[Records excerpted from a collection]
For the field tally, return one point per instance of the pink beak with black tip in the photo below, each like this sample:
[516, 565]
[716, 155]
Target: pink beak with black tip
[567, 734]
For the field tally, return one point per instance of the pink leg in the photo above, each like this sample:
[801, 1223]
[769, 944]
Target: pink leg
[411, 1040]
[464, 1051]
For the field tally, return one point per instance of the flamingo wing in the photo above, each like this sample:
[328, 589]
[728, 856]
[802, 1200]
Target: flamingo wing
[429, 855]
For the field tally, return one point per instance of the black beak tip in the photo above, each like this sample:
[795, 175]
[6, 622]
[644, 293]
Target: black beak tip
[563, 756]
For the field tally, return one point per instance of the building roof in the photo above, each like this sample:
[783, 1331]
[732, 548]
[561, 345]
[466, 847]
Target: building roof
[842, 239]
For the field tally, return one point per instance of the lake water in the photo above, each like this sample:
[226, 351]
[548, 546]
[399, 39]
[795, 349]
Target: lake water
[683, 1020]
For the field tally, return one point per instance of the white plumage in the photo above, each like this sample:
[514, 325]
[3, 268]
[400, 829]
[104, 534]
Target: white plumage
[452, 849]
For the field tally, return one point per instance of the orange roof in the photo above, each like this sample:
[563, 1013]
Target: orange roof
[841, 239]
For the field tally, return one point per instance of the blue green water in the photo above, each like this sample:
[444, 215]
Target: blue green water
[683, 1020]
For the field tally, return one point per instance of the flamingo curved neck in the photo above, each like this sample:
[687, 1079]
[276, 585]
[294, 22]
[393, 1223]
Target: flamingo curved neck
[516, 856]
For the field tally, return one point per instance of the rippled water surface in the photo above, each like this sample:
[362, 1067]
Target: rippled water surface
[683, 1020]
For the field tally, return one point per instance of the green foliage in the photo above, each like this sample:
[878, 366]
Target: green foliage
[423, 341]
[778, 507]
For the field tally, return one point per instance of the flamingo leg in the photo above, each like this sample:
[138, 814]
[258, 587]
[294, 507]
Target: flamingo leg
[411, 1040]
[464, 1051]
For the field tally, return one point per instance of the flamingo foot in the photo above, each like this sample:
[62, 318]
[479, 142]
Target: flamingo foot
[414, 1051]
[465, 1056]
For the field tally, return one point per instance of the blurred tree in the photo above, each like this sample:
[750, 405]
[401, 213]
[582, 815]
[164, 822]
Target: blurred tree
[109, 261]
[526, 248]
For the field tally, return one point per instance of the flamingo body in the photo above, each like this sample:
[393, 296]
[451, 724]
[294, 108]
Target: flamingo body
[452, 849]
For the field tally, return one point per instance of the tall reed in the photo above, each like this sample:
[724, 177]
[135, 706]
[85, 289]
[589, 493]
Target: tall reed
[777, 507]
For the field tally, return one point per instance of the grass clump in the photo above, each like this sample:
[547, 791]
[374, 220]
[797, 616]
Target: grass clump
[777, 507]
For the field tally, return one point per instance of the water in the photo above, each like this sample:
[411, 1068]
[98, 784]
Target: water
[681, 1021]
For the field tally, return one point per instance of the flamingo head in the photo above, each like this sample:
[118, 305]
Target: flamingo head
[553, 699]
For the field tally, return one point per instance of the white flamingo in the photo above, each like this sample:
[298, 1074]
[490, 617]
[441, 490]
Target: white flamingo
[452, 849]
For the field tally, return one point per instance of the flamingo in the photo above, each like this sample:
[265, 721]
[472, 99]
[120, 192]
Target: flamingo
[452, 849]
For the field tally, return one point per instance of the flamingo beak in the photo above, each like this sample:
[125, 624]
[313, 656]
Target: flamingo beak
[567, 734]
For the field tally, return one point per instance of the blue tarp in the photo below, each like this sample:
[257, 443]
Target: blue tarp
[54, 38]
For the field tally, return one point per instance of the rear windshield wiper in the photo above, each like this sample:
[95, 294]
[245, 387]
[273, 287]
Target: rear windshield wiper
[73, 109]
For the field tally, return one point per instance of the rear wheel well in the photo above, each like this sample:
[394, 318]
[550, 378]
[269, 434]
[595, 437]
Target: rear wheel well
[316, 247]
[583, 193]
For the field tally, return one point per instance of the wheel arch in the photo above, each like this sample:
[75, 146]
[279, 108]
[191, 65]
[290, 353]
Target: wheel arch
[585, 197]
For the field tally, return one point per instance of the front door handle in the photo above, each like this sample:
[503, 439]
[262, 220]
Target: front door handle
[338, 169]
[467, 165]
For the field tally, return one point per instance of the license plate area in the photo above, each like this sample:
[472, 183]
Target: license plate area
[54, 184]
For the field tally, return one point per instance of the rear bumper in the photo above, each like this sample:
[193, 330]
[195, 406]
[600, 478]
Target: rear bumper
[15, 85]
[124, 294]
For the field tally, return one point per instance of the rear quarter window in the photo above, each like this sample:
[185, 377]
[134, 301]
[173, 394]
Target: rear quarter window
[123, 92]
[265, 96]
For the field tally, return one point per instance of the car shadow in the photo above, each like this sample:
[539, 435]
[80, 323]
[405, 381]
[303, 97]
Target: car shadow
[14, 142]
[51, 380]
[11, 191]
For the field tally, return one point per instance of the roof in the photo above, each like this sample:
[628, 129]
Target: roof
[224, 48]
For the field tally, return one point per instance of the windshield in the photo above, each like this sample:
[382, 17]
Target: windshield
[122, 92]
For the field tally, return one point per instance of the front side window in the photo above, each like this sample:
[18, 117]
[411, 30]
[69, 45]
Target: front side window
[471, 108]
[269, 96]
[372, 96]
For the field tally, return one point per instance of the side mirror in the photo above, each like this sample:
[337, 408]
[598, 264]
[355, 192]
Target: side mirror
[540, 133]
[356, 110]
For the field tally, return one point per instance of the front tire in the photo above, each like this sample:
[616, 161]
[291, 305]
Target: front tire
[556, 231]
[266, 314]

*Instruction:*
Extract the data in full. Keep it word for word.

*Expected answer:*
For the field tally, return one point per instance of the pink beak with black tip in the photo below, each like this sample:
[516, 565]
[716, 155]
Target: pink beak with black tip
[567, 734]
For the field tally, return one point per instance of the pink leg in the photo above, each like this sample:
[801, 1223]
[769, 944]
Target: pink leg
[411, 1040]
[464, 1051]
For the field tally, return one point per instance of the flamingo wing in the photo above, each like this sample:
[328, 589]
[728, 856]
[802, 1200]
Target: flamingo wing
[429, 855]
For the field tally, return one point per instance of the black beak tip in the photo above, each like this sample:
[795, 175]
[6, 622]
[644, 293]
Target: black beak tip
[563, 756]
For the field tally, return one point per instance of the building roof in the photo above, each like this sample:
[783, 1331]
[732, 548]
[561, 345]
[466, 847]
Target: building roof
[842, 239]
For the field tally, return one point per instance of the lake water in the photo above, each like this sample:
[226, 351]
[548, 546]
[399, 39]
[795, 349]
Target: lake water
[683, 1020]
For the field tally, return one point per instance of the white plumage in the photo above, each like this sample:
[514, 325]
[3, 268]
[400, 829]
[104, 534]
Target: white plumage
[452, 849]
For the field tally, return one point per instance of the orange roof in the photo above, each like this sample:
[563, 1013]
Target: orange roof
[841, 239]
For the field tally, return one point per instance of the blue green water in the photo above, each like this sample:
[444, 215]
Target: blue green water
[683, 1020]
For the field tally, return one point per instance of the flamingo curved neck in the photo above, each like this sample:
[687, 1079]
[276, 585]
[294, 22]
[393, 1223]
Target: flamingo curved neck
[516, 856]
For the field tally, return one point per instance of the rippled water surface in the photo above, each like this sample:
[362, 1067]
Target: rippled water surface
[683, 1020]
For the field tally, return one point per instance of the green foliage in the photo above, each like this sample:
[878, 366]
Target: green foliage
[423, 341]
[778, 507]
For the field tally, return one point per instance of the flamingo leg in the photo above, each like this sample:
[138, 814]
[258, 587]
[294, 507]
Target: flamingo leg
[411, 1040]
[464, 1051]
For the field tally, return one point per instance of the flamingo foot in the photo above, each like this sample:
[62, 318]
[479, 142]
Target: flamingo foot
[414, 1051]
[465, 1056]
For the field tally, return one point per instance of the blurred tree in the photo above, each like this sample:
[750, 405]
[401, 213]
[582, 815]
[164, 822]
Target: blurred tree
[109, 261]
[526, 248]
For the field tally, return one point per instance of the flamingo body in the photo above, each like this sample:
[393, 296]
[451, 724]
[294, 108]
Target: flamingo body
[452, 849]
For the field tally, return one point per instance of the tall reed in the photo above, each like this sample:
[724, 177]
[135, 706]
[85, 289]
[589, 493]
Target: tall reed
[777, 507]
For the field tally, return one point per instance of the grass clump in the photo above, each like this sample:
[547, 791]
[374, 220]
[797, 616]
Target: grass clump
[777, 507]
For the field tally, return one point per instance of the water in the photo above, each like this sample:
[411, 1068]
[98, 784]
Target: water
[681, 1021]
For the field tally, return one point per instance of the flamingo head in the photo above, each like this sample:
[118, 305]
Target: flamingo head
[553, 699]
For the field tally, return one point per instance of the white flamingo in the photo above, each like this sample:
[298, 1074]
[490, 617]
[441, 490]
Target: white flamingo
[452, 849]
For the field tally, return one point per instance of the flamingo in the photo above, each like this sample:
[265, 721]
[472, 99]
[120, 192]
Target: flamingo
[452, 849]
For the field tally, return one point per instance of the flamingo beak in the photo above, each like this sample:
[125, 624]
[313, 656]
Target: flamingo beak
[567, 734]
For the field tally, return one point per instance of the blue tarp in the photo below, each like this sample:
[257, 443]
Target: blue tarp
[54, 38]
For the field tally, return one point per instance of the rear windshield wiper in the photo above, each like this sample:
[95, 294]
[245, 387]
[273, 287]
Target: rear windshield wiper
[73, 109]
For the field tally, return one point per instance of the rear wheel well in the photo above, each like this sample:
[394, 318]
[550, 378]
[269, 434]
[595, 437]
Target: rear wheel well
[316, 247]
[583, 193]
For the field tally, return one point per instance of the wheel arch in the photo above, each like this sample:
[75, 146]
[279, 108]
[191, 65]
[290, 353]
Target: wheel arch
[585, 197]
For the field tally, return one point per instance of the front door handle in the photo above, each like this sample:
[503, 439]
[262, 220]
Target: front door handle
[338, 169]
[467, 165]
For the field tally, return one point per instance of the license plate area in the photo above, each like this sample:
[472, 183]
Target: license plate area
[54, 184]
For the field tally, return one point per instance of the rear bumper in the photo above, each like this sample:
[193, 330]
[195, 406]
[600, 478]
Target: rear bumper
[15, 85]
[124, 294]
For the field tally, return one point per instance of the rear quarter window in the photo above, each like this sample:
[185, 377]
[134, 301]
[173, 394]
Target: rear quarter window
[123, 92]
[265, 96]
For the field tally, return one point per instance of the car shadow in the photo above, each like this sample:
[539, 435]
[80, 323]
[405, 381]
[303, 97]
Target: car shadow
[14, 142]
[51, 380]
[11, 191]
For the field tally, return one point per instance of the roof in the photo above, each like this sample:
[628, 129]
Target: roof
[224, 48]
For the field tally, return one point per instance of the windshield in the photo above, each like this sample:
[382, 17]
Target: windshield
[122, 92]
For the field tally, return one point per instance of the front side window in the photo above, each like this sample:
[18, 117]
[411, 30]
[69, 45]
Target: front side window
[471, 108]
[269, 96]
[372, 96]
For the field tally, return one point per instance of the side mirror in the photo above, each like this sample:
[337, 408]
[598, 264]
[355, 192]
Target: side mirror
[540, 133]
[356, 110]
For the field tally, return one point per instance of the front tire in the photo above, each like this sample:
[616, 161]
[291, 305]
Target: front tire
[556, 231]
[266, 314]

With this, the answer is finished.